_Directions for this task_
Rewrite the passage from the article on the Otago Goldfields Cavalcade that begins with "The event originally" and ends with "due to COVID-19.", replacing "better weather" with "more settled weather".

_Source extract_
******************************

Otago Goldfields Cavalcade
- Location: Otago;
- Also known as: Goldfields cavalcade Otago Goldfields Heritage Trust Cavalcade
- Organized by: Otago Goldfields Heritage Trust
- Website: https://cavalcade.co.nz/

= Otago Goldfields Cavalcade =

Annual event in New Zealand

The Otago Goldfields Cavalcade (officially the Otago Goldfields Heritage Trust Cavalcade) is an annual event in Otago, New Zealand. The cavalcade has run annually since its inception in 1991, and retraces the routes of wagons across country to the Dunstan goldfields around Cromwell. The original route, which established Cobb & Co.'s coach service, left Dunedin's Provincial Hotel on 22 November 1862. Present-day cavalcade routes vary each year in late February so as to finish in a different host town.

== History ==
The original idea to recreate the wagon route as an annual cavalcade came from Fleur Sullivan, who wanted to boost tourism to small Otago towns. Sullivan and Roberta Laraman, who co-ordinated the event for seventeen years, were honoured at the 25th anniversary cavalcade in 2017.

The first cavalcade in 1991 attracted 220 people and 240 horses, and retraced the route from Dunedin's Provincial Hotel to Dunstan goldfields. Later events have allowed for horse-drawn wagons, coaches, walkers and cyclists to participate. The 2017 anniversary cavalcade attracted 500 participants.

The event originally took place in November, but was changed to February and March to take account of better weather. In 2022 the event was cancelled due to COVID-19.

******************************

_Record extracts_
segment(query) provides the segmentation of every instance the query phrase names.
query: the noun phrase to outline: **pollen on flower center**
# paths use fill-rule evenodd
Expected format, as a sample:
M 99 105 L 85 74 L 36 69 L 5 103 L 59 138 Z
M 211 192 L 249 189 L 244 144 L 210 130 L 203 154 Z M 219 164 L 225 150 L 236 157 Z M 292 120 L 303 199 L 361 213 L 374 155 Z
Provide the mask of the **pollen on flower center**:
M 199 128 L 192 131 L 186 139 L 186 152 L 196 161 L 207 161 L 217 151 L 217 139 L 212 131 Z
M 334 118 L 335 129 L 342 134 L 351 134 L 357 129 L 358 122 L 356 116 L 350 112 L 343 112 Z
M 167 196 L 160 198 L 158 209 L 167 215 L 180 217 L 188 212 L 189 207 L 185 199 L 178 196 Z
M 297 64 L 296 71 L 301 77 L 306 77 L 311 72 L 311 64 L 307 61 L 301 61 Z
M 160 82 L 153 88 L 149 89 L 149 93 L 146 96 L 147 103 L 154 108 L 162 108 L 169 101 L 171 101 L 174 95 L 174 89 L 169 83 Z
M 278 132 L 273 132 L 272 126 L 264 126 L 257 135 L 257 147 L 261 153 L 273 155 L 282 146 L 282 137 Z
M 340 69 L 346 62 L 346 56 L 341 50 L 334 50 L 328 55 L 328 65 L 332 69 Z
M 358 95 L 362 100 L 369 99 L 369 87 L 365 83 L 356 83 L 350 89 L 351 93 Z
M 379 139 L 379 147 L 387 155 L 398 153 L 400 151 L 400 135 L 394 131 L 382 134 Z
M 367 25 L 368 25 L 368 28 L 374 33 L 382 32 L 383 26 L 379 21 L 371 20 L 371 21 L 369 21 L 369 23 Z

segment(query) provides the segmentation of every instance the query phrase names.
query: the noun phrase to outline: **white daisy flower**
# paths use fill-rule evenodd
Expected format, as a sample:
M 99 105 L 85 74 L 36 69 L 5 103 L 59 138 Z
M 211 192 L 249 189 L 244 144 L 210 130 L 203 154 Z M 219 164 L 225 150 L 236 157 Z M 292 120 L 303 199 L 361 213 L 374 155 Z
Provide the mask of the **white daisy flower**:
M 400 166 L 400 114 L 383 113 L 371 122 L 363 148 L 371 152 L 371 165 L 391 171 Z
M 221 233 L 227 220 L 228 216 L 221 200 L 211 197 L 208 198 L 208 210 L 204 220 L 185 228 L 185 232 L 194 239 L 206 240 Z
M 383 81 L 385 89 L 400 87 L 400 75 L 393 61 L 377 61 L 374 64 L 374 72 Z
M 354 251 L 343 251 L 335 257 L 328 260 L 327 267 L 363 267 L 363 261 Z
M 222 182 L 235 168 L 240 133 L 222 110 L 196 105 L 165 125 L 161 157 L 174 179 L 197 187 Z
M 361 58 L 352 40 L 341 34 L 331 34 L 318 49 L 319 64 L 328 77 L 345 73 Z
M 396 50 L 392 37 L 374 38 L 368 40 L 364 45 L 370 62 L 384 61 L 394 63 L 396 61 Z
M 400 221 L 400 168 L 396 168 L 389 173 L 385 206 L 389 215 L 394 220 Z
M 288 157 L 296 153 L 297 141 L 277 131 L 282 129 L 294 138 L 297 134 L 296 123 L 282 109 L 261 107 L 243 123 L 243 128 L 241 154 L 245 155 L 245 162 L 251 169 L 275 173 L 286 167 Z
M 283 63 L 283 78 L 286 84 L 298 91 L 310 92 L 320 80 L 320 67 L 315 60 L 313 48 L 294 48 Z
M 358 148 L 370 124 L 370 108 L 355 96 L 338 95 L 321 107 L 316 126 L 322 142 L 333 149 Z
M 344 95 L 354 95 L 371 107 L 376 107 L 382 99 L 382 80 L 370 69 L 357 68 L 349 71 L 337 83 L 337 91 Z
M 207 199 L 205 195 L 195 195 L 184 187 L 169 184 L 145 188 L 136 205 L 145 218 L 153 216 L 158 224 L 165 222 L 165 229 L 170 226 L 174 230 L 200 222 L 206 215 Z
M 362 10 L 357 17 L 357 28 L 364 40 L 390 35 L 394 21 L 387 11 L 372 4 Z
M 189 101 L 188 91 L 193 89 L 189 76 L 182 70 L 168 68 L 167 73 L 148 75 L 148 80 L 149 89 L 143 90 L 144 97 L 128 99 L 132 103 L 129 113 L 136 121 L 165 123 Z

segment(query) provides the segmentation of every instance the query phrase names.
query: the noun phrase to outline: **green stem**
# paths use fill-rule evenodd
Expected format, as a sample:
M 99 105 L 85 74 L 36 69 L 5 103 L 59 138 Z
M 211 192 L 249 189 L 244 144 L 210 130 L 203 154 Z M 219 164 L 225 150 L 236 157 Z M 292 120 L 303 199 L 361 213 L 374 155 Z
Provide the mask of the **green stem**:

******************************

_Answer to the exercise_
The event originally took place in November, but was changed to February and March to take account of more settled weather. In 2022 the event was cancelled due to COVID-19.